WRITTEN TASK A>
Render this sentence from the reflection on prayer into French: "Novice Note 5 is about prayer which is a thorny topic for me."
WRITTEN TASK B>
According to the reflection on prayer, what did an older and wiser Tertiary call the most Franciscan thing the writer could do?

EXTRACT>
------------------------------------------------------------
I’ve not written much lately as I’ve had all on looking after my 97 year old mum. She has just had a pacemaker fitted and is all bionic now, and tells me she’s not ready to go yet. Some girl.


As a novice in the Third Order, I am working my way through the ten novice notes, designed to help me consider the Franciscan way of life and if I have a vocation. I’d felt pretty bad about ignoring them for weeks on end until an older and wiser Tertiary told me that caring for my mum was the most Franciscan thing I could do.


So I have just paid attention to Novice Note 5. Novice Note 5 is about prayer which is a thorny topic for me. I grew up in a Christian home but always felt alienated from prayer. It was something other people did. They seemed to have a hotline to God and I didn’t. So I gave up on the inside whilst closing my eyes and putting my hands together on the outside.


It was years and years before I realised that prayer could be lots of things. It could be walking, it could be singing, it could be repeating my mantra in my head until it lodged like an earworm in my brain. It could be dancing, it could be crying, it could be kneeling at the altar in the Cathedral and not trying.


But Novice Note 5 asks me to consider how I pray. It very helpfully gives me categories so I don’t have to think of them myself.


How do I pray?
------------------------------------------------------------
MATERIAL PROVIDED>
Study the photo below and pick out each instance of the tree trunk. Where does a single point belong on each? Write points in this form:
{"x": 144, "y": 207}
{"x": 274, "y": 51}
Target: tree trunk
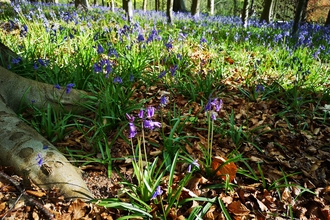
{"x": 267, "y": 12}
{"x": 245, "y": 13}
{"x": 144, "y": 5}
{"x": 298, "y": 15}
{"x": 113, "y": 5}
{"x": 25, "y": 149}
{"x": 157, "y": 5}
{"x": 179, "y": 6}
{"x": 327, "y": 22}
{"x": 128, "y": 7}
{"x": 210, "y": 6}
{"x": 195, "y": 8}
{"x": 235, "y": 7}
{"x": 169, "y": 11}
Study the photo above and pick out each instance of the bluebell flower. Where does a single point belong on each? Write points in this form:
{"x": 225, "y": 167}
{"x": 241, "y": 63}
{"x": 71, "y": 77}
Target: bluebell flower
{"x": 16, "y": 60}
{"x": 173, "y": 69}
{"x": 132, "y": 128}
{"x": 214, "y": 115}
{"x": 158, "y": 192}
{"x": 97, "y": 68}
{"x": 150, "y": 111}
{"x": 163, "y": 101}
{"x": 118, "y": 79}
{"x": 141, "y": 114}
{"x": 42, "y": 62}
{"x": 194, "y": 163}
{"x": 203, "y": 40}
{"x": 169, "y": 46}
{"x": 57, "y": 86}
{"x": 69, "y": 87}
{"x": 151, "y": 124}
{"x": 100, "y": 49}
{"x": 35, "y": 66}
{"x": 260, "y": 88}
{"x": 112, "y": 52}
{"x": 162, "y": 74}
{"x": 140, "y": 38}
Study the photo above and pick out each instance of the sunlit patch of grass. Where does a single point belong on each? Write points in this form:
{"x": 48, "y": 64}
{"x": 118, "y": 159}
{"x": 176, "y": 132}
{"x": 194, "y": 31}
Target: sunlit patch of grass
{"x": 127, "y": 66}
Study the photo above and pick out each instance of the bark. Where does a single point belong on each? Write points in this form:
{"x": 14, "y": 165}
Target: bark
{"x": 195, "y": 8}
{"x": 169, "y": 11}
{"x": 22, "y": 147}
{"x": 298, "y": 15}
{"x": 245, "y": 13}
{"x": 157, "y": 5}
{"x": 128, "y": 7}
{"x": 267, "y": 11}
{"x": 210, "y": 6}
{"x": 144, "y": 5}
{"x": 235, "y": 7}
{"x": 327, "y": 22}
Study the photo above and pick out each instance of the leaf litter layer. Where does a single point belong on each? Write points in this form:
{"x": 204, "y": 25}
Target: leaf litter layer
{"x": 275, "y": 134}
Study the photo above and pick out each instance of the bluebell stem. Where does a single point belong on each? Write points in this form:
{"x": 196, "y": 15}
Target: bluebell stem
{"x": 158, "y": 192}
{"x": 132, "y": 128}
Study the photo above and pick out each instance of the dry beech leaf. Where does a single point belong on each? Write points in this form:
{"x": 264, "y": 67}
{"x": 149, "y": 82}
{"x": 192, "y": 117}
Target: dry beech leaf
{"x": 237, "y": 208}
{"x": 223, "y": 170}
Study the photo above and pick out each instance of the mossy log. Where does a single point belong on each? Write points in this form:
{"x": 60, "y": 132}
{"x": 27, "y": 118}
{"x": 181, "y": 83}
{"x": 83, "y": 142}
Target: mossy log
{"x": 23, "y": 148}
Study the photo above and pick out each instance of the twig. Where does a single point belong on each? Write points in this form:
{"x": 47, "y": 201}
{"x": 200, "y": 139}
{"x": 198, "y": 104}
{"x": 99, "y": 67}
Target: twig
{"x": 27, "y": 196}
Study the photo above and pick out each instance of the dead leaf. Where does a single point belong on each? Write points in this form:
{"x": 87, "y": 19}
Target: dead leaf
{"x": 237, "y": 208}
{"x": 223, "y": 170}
------------------------------------------------------------
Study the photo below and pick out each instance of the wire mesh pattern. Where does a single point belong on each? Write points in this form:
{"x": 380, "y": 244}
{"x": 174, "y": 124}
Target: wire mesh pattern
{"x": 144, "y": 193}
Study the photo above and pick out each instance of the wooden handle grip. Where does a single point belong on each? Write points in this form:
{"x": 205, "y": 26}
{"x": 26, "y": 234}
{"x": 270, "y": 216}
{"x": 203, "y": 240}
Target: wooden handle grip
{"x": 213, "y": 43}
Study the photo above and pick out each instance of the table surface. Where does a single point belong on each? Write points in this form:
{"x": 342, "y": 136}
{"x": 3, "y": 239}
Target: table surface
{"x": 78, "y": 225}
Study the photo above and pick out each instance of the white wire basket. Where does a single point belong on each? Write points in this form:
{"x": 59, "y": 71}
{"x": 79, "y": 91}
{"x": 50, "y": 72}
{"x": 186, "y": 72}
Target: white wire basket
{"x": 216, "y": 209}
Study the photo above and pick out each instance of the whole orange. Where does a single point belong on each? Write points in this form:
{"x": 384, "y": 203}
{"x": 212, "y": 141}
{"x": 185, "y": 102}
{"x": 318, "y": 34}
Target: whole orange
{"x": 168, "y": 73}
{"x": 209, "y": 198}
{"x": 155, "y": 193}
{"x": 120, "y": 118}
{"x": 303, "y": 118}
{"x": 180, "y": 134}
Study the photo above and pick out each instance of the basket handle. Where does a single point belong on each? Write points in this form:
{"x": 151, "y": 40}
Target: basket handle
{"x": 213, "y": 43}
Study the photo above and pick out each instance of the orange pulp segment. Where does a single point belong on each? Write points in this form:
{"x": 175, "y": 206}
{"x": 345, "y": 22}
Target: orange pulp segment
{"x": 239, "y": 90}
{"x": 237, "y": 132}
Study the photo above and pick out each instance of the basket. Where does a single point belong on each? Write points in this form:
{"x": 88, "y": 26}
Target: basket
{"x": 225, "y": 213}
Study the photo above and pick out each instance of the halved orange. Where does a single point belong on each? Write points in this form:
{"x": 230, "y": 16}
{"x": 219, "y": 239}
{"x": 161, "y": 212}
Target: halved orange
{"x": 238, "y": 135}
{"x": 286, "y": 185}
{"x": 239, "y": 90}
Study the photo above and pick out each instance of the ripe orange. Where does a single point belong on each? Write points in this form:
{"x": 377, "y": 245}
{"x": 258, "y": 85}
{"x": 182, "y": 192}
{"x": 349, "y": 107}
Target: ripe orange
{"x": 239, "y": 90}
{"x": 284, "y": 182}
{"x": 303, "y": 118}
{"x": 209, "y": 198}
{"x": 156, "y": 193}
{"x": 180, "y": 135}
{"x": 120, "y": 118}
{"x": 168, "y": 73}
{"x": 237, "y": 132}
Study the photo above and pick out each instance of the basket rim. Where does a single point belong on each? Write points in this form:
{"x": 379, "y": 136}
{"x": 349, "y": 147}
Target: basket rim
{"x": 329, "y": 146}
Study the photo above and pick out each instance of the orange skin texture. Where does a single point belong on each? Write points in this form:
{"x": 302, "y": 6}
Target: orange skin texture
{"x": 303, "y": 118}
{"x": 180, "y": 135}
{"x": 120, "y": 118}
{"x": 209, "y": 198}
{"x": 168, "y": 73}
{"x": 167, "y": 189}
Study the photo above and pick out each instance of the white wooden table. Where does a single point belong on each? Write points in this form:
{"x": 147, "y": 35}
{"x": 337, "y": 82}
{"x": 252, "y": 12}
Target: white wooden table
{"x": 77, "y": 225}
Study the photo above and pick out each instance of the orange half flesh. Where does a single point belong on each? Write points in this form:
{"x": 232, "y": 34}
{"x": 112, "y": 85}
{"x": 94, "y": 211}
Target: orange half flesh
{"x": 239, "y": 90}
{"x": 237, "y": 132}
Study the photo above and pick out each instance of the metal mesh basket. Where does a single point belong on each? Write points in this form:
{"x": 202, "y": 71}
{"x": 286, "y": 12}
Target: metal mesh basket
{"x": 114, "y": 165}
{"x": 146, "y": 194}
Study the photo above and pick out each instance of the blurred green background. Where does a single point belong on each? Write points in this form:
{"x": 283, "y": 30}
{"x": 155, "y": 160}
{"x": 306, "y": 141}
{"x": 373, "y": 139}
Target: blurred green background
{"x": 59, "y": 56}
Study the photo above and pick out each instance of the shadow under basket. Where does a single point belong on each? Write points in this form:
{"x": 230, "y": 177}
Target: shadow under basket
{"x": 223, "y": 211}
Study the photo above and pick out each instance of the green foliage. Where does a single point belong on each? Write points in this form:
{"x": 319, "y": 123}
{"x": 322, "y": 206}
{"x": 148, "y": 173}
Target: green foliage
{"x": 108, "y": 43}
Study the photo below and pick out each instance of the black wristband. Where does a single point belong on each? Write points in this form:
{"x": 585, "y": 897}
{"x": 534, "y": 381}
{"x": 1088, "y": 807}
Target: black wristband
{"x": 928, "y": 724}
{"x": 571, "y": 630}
------------------------------------------------------------
RESULT A>
La Note de novice 5 porte sur la prière, qui est pour moi un sujet épineux.

RESULT B>
Caring for the writer's mum.